## TASKS
**a.** In the narrative about a man demanding keys at gunpoint, list every quoted line that a character actually says aloud. Exclude the words the narrator only thinks of saying.
**b.** Reproduce the narrative about the man demanding keys at gunpoint word for word, starting with "He started jerking" and going on through "the 21st century.".
**c.** Proceed with the narrative about the man demanding keys at gunpoint, picking up after its last sentence.

## GIVEN PASSAGE
■ ■ ■
He started jerking my key ring with my hand still over his. I almost lost my balance. The pistol at my chest remained. Which was why he couldn't put all his puny weight behind his attempts to get my keys.
"Give me the keys!" he pulled down harder. He wasn't even trying to figure out the broken thumb latch. He was just trying to rip the belt loop.
"Why do you want my keys!" I yelled back at him as I tried to keep my balance. These keys were to my house. My girlfriend and her son were there. I had no intention of giving up the keys. I wasn't being a hero. It was pure foolhardy instinct. The caveman protecting his cave in the 21st century.
"Give me the f*****g keys or I'll kill you!" he pushed the gun into my chest. I felt the muzzle and for a brief moment wondered what a bullet exiting that very muzzle and punching thru my sternum would feel like. I didn't want to go there and being a native southern Californian blessed/cursed with that So Cal attitude, I thought about casually telling him; 
"Look Pal, there's no way I'm ever going to win any of these debates we keep getting into if you're constantly pointing a gun in the general area of my heart and lungs every time we get to dialogging. That's not democracy or good citizenship." But all I could blurt out in my Pocho Spanish was, "Why do you want my keys?"
■ ■ ■
## EXTRACTED INFORMATION
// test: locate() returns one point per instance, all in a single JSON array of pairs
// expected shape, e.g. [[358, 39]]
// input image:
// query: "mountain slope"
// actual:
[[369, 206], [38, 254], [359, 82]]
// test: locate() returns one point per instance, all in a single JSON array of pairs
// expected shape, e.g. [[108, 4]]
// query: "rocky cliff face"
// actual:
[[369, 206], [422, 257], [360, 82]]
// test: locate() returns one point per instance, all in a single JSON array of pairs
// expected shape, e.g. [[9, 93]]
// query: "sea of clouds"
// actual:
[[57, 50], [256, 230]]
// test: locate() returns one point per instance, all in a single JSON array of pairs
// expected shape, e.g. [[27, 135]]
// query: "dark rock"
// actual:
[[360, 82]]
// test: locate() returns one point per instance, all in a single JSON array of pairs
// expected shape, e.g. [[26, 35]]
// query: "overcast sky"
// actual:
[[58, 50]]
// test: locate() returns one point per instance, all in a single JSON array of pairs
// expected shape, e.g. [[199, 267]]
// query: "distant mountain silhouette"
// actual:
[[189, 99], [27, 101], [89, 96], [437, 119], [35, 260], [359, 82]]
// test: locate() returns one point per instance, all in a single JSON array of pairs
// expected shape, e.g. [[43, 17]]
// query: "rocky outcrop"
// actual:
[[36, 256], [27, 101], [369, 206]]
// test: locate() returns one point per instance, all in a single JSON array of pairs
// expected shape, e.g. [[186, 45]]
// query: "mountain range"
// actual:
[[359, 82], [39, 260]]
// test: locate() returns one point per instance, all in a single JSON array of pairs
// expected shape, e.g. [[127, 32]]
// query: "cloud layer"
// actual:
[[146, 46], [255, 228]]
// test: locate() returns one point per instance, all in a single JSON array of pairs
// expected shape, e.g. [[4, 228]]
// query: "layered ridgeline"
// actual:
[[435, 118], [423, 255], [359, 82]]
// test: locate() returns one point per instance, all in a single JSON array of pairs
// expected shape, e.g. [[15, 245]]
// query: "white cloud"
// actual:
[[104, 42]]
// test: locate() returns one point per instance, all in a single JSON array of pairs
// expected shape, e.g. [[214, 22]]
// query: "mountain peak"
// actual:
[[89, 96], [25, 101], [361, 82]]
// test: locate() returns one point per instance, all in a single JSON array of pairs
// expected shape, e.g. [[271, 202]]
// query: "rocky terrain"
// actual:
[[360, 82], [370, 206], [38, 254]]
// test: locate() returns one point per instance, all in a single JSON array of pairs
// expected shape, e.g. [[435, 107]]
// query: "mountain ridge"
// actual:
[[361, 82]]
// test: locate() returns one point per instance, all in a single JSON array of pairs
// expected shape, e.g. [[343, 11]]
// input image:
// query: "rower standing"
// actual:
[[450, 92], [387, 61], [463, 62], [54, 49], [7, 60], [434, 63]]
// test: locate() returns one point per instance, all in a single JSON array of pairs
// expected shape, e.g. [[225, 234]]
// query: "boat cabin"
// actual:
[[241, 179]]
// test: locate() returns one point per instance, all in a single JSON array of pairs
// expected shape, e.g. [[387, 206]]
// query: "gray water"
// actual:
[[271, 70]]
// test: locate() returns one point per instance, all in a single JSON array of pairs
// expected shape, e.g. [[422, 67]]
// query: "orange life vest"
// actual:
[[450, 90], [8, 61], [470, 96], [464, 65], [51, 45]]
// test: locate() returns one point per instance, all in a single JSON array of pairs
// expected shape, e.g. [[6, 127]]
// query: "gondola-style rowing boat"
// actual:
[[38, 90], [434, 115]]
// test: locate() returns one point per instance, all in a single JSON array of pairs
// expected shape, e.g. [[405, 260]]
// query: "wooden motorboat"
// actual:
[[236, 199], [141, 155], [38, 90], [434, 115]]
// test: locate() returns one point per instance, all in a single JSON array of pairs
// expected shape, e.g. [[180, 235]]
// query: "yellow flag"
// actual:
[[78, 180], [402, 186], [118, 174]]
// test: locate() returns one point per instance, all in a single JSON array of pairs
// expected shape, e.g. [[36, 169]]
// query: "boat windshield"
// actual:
■ ■ ■
## SOLVED PROBLEMS
**a.**
- "Give me the keys!"
- "Why do you want my keys!"
- "Give me the f*****g keys or I'll kill you!"
- "Why do you want my keys?"

**b.**
He started jerking my key ring with my hand still over his. I almost lost my balance. The pistol at my chest remained. Which was why he couldn't put all his puny weight behind his attempts to get my keys.
"Give me the keys!" he pulled down harder. He wasn't even trying to figure out the broken thumb latch. He was just trying to rip the belt loop.
"Why do you want my keys!" I yelled back at him as I tried to keep my balance. These keys were to my house. My girlfriend and her son were there. I had no intention of giving up the keys. I wasn't being a hero. It was pure foolhardy instinct. The caveman protecting his cave in the 21st century.

**c.**
"Give me the f*****g keys!" This time he dropped the pistol from my chest to my belly and shoved it into my gut.
'This had to be it,' I was thinking. I've seen the bodies of Tijuana's crime victims on the six o'clock news many a time. They never show the faces. Just the feet. My feet were about to be on television.
"Don't kill him," I heard a voice say. It was a female voice and it was coming from the back seat of the car. 'So there had been a third person back there! And damn if she wasn't calling the shots!'
"Come on, let's go!" came the female's voice again. The second bandit released my key chain and I released his hand. He turned and started to walk away. Throughout the unfolding events I'd tried to remain as in self control as possible. I tried to think about every word that I was saying. But I was pissed off and couldn't keep my big mouth shut. I spoke before thinking. Never a good thing to do in these situations.
"Hey man, you just took everything I've got. How about at least leaving me a cigarette? Just one cigarette!" I hollered to the twitchy tweaker with the nickel plated pistol as he was leaving. He stopped walking toward the getaway car and spun around to face me, again. He raised the pistol and pointed it right at me, again.
"Oh hell," was all I could think of.
"F**k your mother," he said to me. Then he got in the car and they drove off.
It all happened in a few minutes but it's taken me several months to write about it. For several reasons. But I'm just going to give you one. The most powerful one of all - the child. That kid disturbed me to no end and he still haunts me to this day. If I was looking at the future of our border region, then there is no future for our border region. Not a positive one.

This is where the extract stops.